* **Tasks and exercises**
1. According to the call transcript, why has about 65% of the 2021 production been hedged? Answer in one to three sentences.
2. What range does the call transcript give for 2021 development CapEx?

* **Document section**
All right, Dan, Roland, thank you. If you would, let's go to slide 21, where we'll summarize our outlook for what we believe will be a fabulous 2021. We remain focused on maintaining and improving our industry-leading low-cost structure and best-in-class well drilling returns. Our inventory, as Dan mentioned, with 1,953 net Haynesville/Bossier drilling locations provides us with decades of drilling inventory. Our operating plan for the year is expected to provide production growth and generate in excess of $200 million of free cash flow, as Roland pointed out. In 2021, we're focused on improving our balance sheet, as we've told everybody for months, reducing our leverage, and lowering our cost of capital. With current natural gas prices, we would expect our leverage ratio to improve to around 2.5 times at the end of 2021, down from 3.8 in 2020. With our industry-leading low-cost structure, our Haynesville drilling program generates some of the highest drilling returns in North America. We have currently hedged approximately 65% of our 2021 production to protect our high drilling returns. We have very strong financial liquidity of $930 million. So with that, I want to turn it over to Ron, who can provide some specific guidance for the rest of the year. Ron?

Speaker 4

Thanks, Jay. On slide 22, we provide financial guidance for 2021. The updated guidance from our November call reflects the impact of the timing of our drilling and completion schedule, as well as the shut-ins that were discussed earlier in the call. Looking at 2021, our development CapEx guidance is $510 million to $550 million. This budget anticipates the release of one of our operated rigs in May, as Dan mentioned. We also anticipate spending another $7 million to $10 million on leasing activities. Our production guidance is 1.33 to 1.425 Bcf per day. Our lease operating costs are expected to average $0.21 to $0.25 per Mcfe in 2021, and our gathering and transportation costs are expected to average $0.23 to $0.27 per Mcfe. Production and ad valorem taxes are expected to remain in the $0.08 to $0.10 per Mcfe range, and our DD&A rate is expected to average $0.90 to $1 per Mcfe. As mentioned earlier, we believe our cash G&A rate is expected to return to a more normal level of $0.05 to $0.07 per Mcfe. I'll now turn the call back over to the operator to answer questions.

Operator

Our first question comes from Derrick Whitfield from Stifel. Please go ahead with your question.

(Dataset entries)
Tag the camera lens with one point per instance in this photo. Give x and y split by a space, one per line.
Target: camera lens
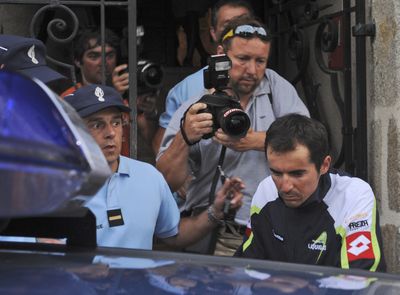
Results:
152 75
235 122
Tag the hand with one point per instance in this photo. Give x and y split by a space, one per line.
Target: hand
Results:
120 80
231 189
252 141
196 125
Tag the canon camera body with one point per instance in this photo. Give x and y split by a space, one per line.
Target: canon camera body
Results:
226 111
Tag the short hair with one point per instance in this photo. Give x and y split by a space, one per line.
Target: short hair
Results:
239 21
286 132
82 44
232 3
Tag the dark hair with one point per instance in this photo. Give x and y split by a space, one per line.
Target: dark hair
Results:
239 21
286 132
232 3
81 43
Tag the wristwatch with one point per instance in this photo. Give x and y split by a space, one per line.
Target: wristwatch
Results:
212 218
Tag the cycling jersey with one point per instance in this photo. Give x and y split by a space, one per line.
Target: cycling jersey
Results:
338 225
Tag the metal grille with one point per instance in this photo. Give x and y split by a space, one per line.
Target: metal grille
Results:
60 25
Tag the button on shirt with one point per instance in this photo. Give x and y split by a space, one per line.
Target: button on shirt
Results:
146 204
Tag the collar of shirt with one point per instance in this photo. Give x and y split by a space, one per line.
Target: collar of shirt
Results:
323 186
123 167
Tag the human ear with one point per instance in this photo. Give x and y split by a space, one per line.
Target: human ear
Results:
220 49
326 164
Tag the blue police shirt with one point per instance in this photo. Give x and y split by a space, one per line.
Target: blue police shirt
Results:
146 205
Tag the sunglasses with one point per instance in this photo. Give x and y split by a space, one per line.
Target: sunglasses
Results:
246 31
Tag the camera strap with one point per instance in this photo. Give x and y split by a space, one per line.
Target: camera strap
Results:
212 243
217 174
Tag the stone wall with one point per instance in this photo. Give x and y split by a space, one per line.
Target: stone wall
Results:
15 19
384 122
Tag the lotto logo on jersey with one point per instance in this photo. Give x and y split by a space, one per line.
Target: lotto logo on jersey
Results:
359 246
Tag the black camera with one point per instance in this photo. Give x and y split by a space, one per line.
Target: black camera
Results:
226 110
149 76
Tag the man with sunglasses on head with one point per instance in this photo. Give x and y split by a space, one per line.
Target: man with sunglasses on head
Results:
222 12
263 95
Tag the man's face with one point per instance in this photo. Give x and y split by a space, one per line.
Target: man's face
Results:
91 65
106 128
249 60
295 177
225 14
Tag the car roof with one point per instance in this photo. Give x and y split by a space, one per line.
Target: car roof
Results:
56 269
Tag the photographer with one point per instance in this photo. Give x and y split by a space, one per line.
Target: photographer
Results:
263 94
88 61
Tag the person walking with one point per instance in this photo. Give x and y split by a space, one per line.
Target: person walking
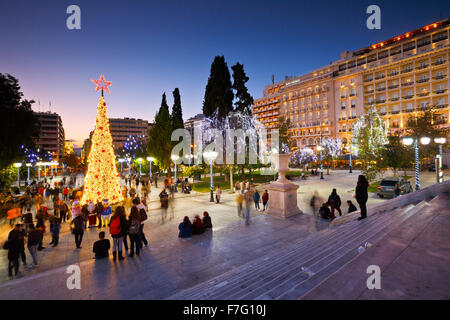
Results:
351 207
118 229
143 214
207 224
63 211
335 203
239 201
101 247
55 227
185 228
34 239
397 191
362 195
134 222
106 213
78 230
14 245
218 194
248 195
265 199
256 198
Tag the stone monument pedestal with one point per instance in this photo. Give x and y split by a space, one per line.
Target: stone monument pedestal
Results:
282 193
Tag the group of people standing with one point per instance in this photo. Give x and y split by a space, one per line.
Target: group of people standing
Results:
327 209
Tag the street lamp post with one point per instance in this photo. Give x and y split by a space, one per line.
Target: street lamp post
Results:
150 160
320 148
440 173
28 175
175 158
18 165
409 141
210 156
140 166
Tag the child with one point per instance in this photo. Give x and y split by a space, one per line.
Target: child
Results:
101 247
106 213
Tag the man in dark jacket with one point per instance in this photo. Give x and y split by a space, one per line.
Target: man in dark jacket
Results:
78 229
15 246
335 203
101 247
34 239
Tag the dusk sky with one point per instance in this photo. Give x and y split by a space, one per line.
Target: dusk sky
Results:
149 47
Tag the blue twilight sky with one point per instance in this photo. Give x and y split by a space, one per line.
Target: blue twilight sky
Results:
149 47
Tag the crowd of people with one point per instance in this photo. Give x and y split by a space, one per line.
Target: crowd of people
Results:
54 205
326 210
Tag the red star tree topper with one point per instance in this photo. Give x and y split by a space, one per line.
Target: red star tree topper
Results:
102 177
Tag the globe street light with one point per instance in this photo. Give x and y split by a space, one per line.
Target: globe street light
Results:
211 156
320 148
440 173
140 166
18 165
150 160
409 141
28 176
175 158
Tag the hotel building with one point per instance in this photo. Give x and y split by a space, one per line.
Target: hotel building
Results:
51 137
400 77
122 128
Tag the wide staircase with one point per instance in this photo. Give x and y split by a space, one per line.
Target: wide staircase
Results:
304 265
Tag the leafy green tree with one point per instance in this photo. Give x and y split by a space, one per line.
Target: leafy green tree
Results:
370 136
218 99
425 125
159 143
177 112
244 99
396 155
18 124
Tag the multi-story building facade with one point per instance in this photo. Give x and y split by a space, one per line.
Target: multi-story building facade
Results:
52 135
400 77
122 128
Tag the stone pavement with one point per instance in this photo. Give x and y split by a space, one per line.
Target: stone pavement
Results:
170 264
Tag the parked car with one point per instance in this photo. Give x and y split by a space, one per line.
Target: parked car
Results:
387 187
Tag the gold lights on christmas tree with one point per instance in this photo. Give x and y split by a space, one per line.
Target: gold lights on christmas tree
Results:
102 179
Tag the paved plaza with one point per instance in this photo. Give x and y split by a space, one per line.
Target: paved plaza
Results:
170 264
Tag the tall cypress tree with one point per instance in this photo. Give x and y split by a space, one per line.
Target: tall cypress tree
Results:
244 98
218 93
159 143
177 112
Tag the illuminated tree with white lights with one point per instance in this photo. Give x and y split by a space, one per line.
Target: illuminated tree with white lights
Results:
102 177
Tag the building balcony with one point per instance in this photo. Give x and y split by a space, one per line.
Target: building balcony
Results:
422 67
439 62
440 77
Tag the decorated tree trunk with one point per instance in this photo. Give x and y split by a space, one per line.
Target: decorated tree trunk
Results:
102 179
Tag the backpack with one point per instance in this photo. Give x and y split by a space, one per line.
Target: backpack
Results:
114 226
143 214
134 227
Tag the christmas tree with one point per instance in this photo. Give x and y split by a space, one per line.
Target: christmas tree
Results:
102 179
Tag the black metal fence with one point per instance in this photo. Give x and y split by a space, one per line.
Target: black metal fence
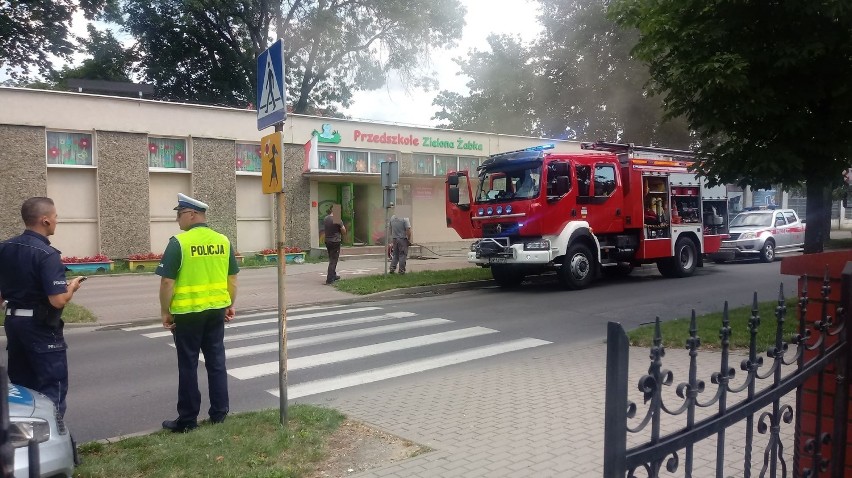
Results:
759 400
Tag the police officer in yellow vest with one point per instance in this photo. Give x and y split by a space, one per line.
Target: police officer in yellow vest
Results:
198 287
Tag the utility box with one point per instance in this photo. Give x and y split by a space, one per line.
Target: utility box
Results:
390 174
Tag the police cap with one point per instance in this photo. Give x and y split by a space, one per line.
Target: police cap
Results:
186 202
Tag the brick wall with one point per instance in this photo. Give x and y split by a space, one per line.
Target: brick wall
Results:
813 395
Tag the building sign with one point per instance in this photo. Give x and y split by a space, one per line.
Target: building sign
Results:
410 140
385 138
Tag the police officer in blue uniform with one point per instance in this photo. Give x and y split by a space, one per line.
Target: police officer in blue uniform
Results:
198 287
32 282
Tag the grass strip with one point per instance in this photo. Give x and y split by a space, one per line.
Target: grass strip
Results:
382 282
247 444
676 332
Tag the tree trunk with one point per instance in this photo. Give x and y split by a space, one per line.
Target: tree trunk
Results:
818 216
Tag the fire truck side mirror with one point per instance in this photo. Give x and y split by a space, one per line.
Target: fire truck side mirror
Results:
563 185
453 194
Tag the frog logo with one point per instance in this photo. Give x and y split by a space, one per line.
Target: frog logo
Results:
327 135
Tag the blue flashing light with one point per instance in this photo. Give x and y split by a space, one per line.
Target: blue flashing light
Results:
541 147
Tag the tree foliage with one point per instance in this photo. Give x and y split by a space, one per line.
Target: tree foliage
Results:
502 93
764 85
31 31
577 80
205 51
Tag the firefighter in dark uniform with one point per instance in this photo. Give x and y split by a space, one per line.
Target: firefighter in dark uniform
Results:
198 287
32 282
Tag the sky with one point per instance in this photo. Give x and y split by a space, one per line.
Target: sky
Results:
392 103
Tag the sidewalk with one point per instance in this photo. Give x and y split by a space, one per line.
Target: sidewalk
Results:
122 299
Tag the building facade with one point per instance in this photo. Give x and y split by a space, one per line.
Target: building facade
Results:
115 165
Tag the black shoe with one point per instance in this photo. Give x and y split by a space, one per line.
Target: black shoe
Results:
175 426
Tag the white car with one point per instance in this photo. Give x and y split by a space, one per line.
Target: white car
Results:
33 415
763 234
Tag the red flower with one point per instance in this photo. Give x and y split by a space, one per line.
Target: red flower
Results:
144 257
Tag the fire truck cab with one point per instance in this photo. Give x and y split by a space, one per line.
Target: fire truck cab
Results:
603 210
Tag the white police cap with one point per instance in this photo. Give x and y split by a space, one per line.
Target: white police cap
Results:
186 202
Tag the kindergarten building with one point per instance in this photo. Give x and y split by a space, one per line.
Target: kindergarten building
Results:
114 166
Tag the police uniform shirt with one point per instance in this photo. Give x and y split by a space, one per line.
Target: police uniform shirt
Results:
170 263
30 270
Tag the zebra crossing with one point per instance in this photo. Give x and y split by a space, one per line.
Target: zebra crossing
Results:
329 347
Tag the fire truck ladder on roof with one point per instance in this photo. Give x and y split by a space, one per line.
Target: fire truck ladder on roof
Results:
632 148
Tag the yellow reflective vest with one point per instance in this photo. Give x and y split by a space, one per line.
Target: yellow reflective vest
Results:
202 280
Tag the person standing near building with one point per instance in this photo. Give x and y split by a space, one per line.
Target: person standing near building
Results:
401 235
334 232
198 287
32 281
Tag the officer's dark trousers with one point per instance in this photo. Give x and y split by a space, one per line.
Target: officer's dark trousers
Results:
205 332
37 358
333 249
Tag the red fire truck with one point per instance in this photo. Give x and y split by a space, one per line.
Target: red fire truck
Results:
602 210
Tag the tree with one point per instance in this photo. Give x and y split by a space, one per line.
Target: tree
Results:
33 30
576 81
501 91
108 60
764 85
205 51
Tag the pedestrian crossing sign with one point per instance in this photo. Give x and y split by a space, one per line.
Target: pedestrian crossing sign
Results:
271 148
271 90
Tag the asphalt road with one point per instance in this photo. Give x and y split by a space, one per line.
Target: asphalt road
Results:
123 382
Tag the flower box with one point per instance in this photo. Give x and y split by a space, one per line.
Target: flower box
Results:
88 266
295 257
96 263
143 262
142 265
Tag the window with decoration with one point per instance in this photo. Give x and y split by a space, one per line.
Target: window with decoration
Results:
168 153
327 160
376 161
70 149
248 157
353 161
445 164
424 164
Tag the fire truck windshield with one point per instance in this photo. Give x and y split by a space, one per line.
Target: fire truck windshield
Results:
510 182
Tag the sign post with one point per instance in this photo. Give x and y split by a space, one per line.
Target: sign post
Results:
272 110
390 178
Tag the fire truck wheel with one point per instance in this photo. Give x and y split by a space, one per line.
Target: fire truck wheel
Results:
506 276
683 263
578 270
767 252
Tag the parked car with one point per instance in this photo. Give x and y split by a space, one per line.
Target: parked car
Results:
762 233
33 415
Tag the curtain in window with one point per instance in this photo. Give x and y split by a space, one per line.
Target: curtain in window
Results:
166 153
69 148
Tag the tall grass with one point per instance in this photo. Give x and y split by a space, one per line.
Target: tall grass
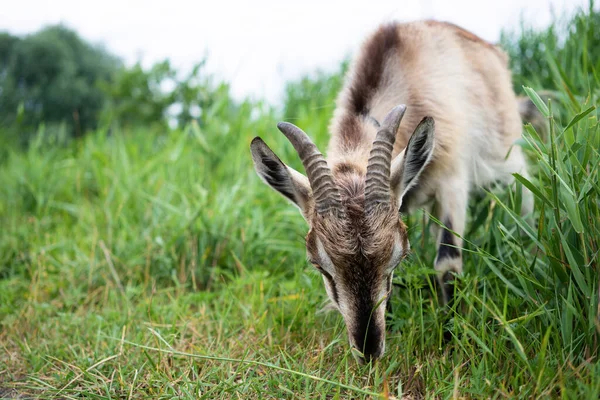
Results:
154 264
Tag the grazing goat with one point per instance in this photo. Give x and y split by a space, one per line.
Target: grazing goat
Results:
423 72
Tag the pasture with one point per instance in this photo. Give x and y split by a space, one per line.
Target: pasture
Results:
146 263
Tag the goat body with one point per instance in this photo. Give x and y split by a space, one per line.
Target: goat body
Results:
460 118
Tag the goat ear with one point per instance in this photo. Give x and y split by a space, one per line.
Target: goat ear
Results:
287 181
408 165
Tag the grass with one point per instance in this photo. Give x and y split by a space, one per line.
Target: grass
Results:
145 264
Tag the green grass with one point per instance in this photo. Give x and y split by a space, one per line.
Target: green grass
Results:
156 265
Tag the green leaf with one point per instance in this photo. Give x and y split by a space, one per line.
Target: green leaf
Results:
539 103
579 117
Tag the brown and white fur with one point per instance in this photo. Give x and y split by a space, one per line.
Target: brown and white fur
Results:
377 166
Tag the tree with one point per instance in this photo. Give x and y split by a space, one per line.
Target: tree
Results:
54 75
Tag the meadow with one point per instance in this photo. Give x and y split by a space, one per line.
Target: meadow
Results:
149 263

* **Answers by item number**
1. About 65% of 2021 production has been hedged to protect the company's high drilling returns. The call transcript credits those returns, some of the highest in North America, to the industry-leading low-cost structure of its Haynesville drilling program.

2. $510 million to $550 million.